──────── SUPPLIED RECORDS ────────

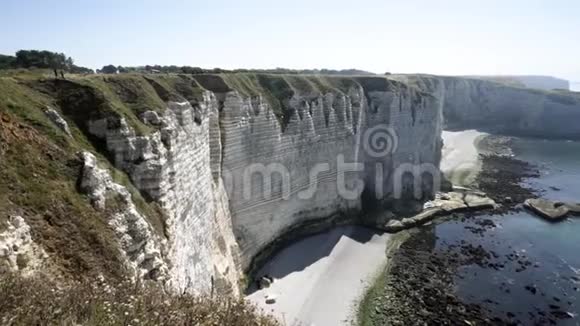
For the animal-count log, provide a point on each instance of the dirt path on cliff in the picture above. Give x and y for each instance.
(319, 280)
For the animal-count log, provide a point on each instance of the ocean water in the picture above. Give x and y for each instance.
(552, 251)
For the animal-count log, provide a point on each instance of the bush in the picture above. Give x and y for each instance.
(38, 301)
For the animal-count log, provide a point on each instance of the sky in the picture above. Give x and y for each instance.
(447, 37)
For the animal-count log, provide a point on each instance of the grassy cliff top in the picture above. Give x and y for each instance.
(88, 97)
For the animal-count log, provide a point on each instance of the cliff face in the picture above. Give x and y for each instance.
(188, 179)
(232, 176)
(497, 108)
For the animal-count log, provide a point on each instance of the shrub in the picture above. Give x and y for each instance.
(39, 301)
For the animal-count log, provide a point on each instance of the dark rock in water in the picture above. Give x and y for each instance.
(549, 210)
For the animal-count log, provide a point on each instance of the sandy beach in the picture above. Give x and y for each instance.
(320, 279)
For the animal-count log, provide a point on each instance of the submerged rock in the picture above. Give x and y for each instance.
(550, 210)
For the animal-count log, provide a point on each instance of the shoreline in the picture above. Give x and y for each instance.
(418, 287)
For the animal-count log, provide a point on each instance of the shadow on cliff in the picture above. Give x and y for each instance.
(301, 254)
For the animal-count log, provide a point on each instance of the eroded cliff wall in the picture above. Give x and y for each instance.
(309, 164)
(497, 108)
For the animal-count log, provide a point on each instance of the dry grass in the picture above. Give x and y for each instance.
(37, 301)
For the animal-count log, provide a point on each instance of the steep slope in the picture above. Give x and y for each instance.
(173, 166)
(498, 108)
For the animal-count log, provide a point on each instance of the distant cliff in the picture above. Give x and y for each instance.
(187, 179)
(498, 108)
(538, 82)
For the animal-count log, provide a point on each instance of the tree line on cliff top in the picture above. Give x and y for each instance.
(43, 59)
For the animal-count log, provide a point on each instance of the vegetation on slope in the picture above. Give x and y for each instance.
(38, 301)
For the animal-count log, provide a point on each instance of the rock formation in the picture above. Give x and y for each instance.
(500, 109)
(238, 162)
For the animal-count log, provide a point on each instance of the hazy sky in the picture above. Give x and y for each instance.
(441, 37)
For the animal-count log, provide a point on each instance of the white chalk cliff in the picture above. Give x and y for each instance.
(232, 177)
(205, 165)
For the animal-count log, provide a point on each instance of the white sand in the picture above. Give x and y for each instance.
(319, 280)
(460, 160)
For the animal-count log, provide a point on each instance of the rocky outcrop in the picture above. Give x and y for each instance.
(550, 210)
(232, 177)
(172, 166)
(18, 252)
(460, 200)
(326, 161)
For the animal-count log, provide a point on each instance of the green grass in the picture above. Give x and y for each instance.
(39, 170)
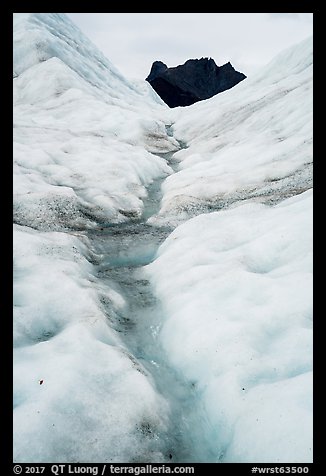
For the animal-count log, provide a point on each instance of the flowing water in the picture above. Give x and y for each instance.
(126, 248)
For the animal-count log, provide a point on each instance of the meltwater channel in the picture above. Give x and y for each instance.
(126, 248)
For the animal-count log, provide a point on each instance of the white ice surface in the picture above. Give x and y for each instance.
(237, 291)
(251, 142)
(235, 284)
(83, 135)
(96, 402)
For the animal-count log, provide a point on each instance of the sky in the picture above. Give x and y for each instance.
(133, 41)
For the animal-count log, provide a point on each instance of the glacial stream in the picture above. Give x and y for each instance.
(126, 248)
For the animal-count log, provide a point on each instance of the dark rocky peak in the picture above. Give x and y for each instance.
(195, 80)
(158, 67)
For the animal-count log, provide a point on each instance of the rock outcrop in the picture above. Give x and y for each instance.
(195, 80)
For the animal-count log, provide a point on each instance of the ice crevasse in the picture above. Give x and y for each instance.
(234, 284)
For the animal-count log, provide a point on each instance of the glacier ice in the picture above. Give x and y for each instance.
(142, 330)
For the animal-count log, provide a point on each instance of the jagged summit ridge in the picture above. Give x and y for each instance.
(195, 80)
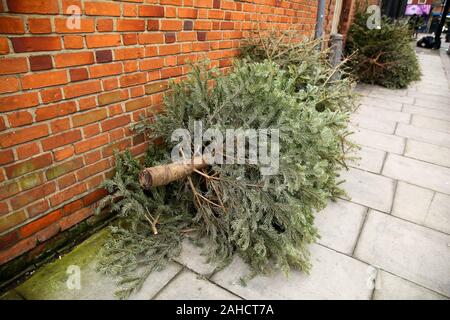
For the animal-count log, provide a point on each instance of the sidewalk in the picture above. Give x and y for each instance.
(391, 241)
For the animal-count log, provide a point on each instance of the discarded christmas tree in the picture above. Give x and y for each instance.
(382, 54)
(268, 220)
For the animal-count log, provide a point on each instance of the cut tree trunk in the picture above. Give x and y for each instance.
(167, 173)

────────

** ACTIVITY **
Give again, word for word, the lines from the one containing "of the glacier" through the last line of the entries, with pictures omitted and nothing added.

** COMPLETED EXERCISE **
For the animal-count log, provide a point on each instance of the glacier ice in the picture above. Give x and y for each instance.
(142, 330)
For the animal-count log, provide a point on each instance of the jagged summit ridge in the picture above. Give x and y for each instance.
(195, 80)
For the animal-count log, provide a point on each instance of the sidewalk in the picture above. Give x and y for each instance.
(391, 241)
For the animal-count log, provide a point on each instance of the discarded christmas tree in the picture above. Give x and y for each instance.
(382, 54)
(268, 220)
For the animal-count log, provide a point on each instance of the cut tree trunk in the picture above. Give x and y for each instance.
(167, 173)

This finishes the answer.